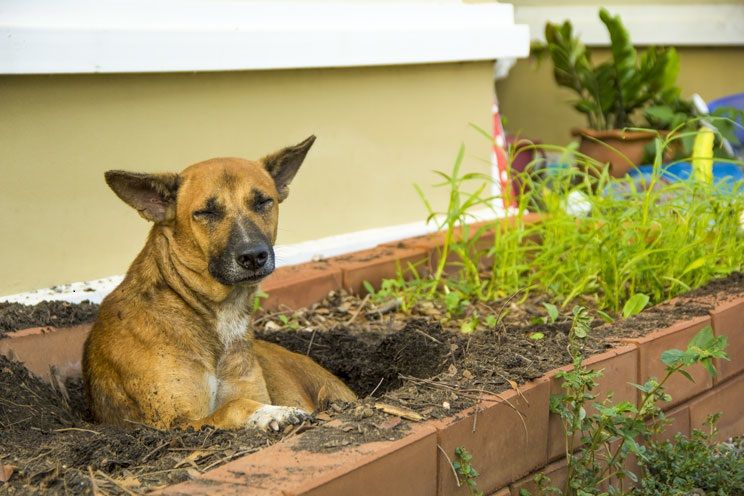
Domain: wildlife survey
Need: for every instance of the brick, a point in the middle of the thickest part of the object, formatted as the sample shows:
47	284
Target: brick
39	348
503	448
727	398
728	321
680	424
379	263
405	466
676	336
620	368
557	472
297	286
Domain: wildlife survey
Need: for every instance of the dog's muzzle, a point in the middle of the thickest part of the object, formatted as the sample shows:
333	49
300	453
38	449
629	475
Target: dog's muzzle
247	258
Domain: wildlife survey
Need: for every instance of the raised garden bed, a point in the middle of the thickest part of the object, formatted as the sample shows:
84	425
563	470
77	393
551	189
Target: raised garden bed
426	390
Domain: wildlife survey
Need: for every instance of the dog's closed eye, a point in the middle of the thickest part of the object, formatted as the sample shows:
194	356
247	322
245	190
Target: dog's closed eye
210	212
261	203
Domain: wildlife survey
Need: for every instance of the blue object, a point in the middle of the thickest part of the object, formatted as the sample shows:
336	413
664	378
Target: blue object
681	171
736	101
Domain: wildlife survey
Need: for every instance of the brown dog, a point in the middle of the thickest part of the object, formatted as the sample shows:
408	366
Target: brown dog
171	346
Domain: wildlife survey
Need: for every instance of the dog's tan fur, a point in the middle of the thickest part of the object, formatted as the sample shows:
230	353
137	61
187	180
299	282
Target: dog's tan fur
172	346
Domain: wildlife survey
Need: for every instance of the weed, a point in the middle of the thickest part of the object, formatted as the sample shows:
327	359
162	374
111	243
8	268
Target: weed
466	471
256	302
606	437
693	465
289	322
636	244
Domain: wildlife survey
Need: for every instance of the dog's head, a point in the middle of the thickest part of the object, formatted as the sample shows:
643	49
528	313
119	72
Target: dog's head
222	214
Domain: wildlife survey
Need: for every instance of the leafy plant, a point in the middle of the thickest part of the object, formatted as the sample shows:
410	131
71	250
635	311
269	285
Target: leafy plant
635	305
466	471
614	94
656	239
256	301
608	435
694	464
610	93
289	322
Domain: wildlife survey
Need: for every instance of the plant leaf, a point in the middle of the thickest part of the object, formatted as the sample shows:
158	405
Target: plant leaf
635	305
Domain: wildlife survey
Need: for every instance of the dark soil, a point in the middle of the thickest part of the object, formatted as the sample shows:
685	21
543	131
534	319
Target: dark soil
15	316
420	361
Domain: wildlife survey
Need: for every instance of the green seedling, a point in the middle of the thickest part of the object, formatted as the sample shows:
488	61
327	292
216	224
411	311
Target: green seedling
635	305
288	322
600	436
256	302
466	471
638	245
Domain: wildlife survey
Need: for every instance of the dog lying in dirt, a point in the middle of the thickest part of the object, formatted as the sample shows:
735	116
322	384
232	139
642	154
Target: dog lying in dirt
172	345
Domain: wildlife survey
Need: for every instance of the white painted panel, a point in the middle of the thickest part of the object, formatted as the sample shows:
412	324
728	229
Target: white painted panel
47	36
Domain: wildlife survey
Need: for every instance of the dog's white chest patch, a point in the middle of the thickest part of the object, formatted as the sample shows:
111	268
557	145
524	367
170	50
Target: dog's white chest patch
233	318
275	416
213	386
232	324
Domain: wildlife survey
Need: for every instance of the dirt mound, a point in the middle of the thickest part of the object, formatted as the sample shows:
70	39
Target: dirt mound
14	316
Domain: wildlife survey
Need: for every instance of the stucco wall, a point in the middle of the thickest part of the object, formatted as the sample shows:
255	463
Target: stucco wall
379	130
536	108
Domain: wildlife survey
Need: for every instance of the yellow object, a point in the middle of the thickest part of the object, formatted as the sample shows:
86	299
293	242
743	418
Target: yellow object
702	156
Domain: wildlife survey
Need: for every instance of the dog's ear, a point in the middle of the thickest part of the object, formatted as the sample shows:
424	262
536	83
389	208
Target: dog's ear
284	164
152	195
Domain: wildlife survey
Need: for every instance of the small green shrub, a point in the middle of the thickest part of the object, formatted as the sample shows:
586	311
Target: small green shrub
687	464
636	244
597	464
465	470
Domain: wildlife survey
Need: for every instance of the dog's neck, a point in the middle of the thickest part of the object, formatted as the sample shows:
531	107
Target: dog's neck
233	315
226	313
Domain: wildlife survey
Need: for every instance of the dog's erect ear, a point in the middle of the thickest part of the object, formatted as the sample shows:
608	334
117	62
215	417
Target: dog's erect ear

- WHAT IS EXPECTED -
Repeat the data in full and exactly. Omit pictures.

- FINAL ANSWER -
Domain: wildlife survey
Need: for every instance of the brick, a point in the middle of the thickest part of the object, formatted as the sample shows:
47	284
Target: brick
39	348
503	448
727	398
728	321
680	424
379	263
405	466
676	336
620	368
557	472
297	286
Domain: wildlife survey
Need: for every instance of the dog's muzzle, a point in the middle of the thickest part of the object, formatted as the sample shows:
333	49
300	453
38	449
629	475
Target: dog's muzzle
247	258
Domain: wildlife survey
Need: for every instance of the raised garden bed, a point in the middle of the thickest part of the object, formatted as the sample shows:
84	425
563	470
77	393
551	189
Target: raised garden bed
426	390
Domain: wildlife survey
Need: for every instance of the dog's closed eye, a point in the middle of the thickest part of the object, formatted as the sample shows:
194	356
247	322
245	190
Target: dog's closed eye
210	212
261	203
Domain: wildlife survey
Need: for every instance of the blue object, a point in the middle of the thickest part of the object, formatted as the sample shows:
336	413
664	378
Target: blue object
681	171
736	101
Domain: wildlife survey
Need: for every instance of the brown dog, a point in the middle of the thickest part of the object, formatted as the sample shows:
408	366
Target: brown dog
171	346
Domain: wildlife survey
Need: for every instance of the dog's tan fur, a point in the middle of the thickest part of the object, formatted as the sample shows:
230	353
137	61
187	180
299	282
Target: dog's tan fur
172	346
Domain: wildlife survey
Need: for every instance of the weed, a point in the middle of the thickest part of the object, formatted as the sample shows:
327	359
162	374
111	243
8	268
Target: weed
466	471
256	302
606	437
693	465
289	322
636	244
Domain: wildlife survey
Need: for every instance of the dog's head, a point in the middle of the thickest part of the object, formatted as the sample shows:
643	49
528	313
119	72
Target: dog's head
222	214
Domain: wildlife survey
Need: for every instance of the leafy plant, a point in the middle of the thickest part of the object, formatted as the sample shows:
410	131
71	250
635	311
269	285
Target: leafy plant
635	305
466	471
614	94
656	239
256	301
608	435
694	464
610	93
289	322
Domain: wildlife survey
Need: for every instance of the plant leaf, a point in the middle of the thickest part of the object, formatted as the sample shows:
158	405
Target: plant leaf
635	305
Domain: wildlife survey
Need: for every instance of the dark soil, a point in the middle of the thickest part of the object, formatted as the sample shows:
685	21
543	131
534	319
Target: dark soil
15	316
420	361
Domain: wildlife survey
Need: for every instance of the green seedling, a point in the middle of the thickest part of the object, formatted as the sample shows:
488	61
327	292
216	224
411	311
Target: green seedling
635	305
288	322
600	436
256	302
466	471
638	245
Domain: wildlife survey
Need: for every instance of the dog lying in dirt, a point in the middle of the thickest part of the object, formatted as the sample shows:
735	116
322	384
232	139
642	154
Target: dog lying in dirt
172	345
Domain: wildlife survey
Need: for every instance of the white painted panel, a point in the middle of the thickest part of the object, formatted as the sample shows:
412	324
728	229
Target: white painted panel
47	36
Domain: wildlife survey
Need: for every instance of the dog's white chest patch, a point in the middle of the thickest part of the object, formatted as the sample shows:
111	268
557	145
524	367
170	50
Target: dog's white chest patch
233	318
275	416
213	386
232	324
Domain: wildlife survey
Need: for every instance of the dirt mound, a point in the middle of the thickest part of the object, formatted as the sample shows:
70	39
Target: dirt mound
14	316
Domain: wildlife survey
Need: for every instance of the stucco wall, a point in the middle of the thickest part of the object, formatted as the sample shows:
255	463
Target: stucco wall
379	130
536	108
Domain: wildlife survey
Need: for every instance of the yellow object, a point in the middle of the thickest part of the object, formatted as the sample shows:
86	299
293	242
743	418
Target: yellow object
702	156
Domain: wildlife survey
Need: for every instance of the dog's ear, a point in the middle of the thickest part of the object, formatted as the sample shows:
424	262
536	83
389	208
Target: dog's ear
284	164
152	195
Domain: wildlife survey
Need: for every instance of the small green shrub, a point in the middle of the thickest part of the object, formatted as the sample shows:
586	311
Target: small green shrub
687	464
636	244
597	464
465	470
Domain: wildlife survey
Need: for every instance of the dog's neck, a point in the middle of the thickest part of the object, formatted as the sample shows:
531	107
Target: dog's neck
233	315
226	313
Domain: wildlife survey
Need: for every instance of the dog's erect ear, a point in the middle of the thickest part of the object, formatted as the sample shows:
608	334
117	62
215	417
Target: dog's erect ear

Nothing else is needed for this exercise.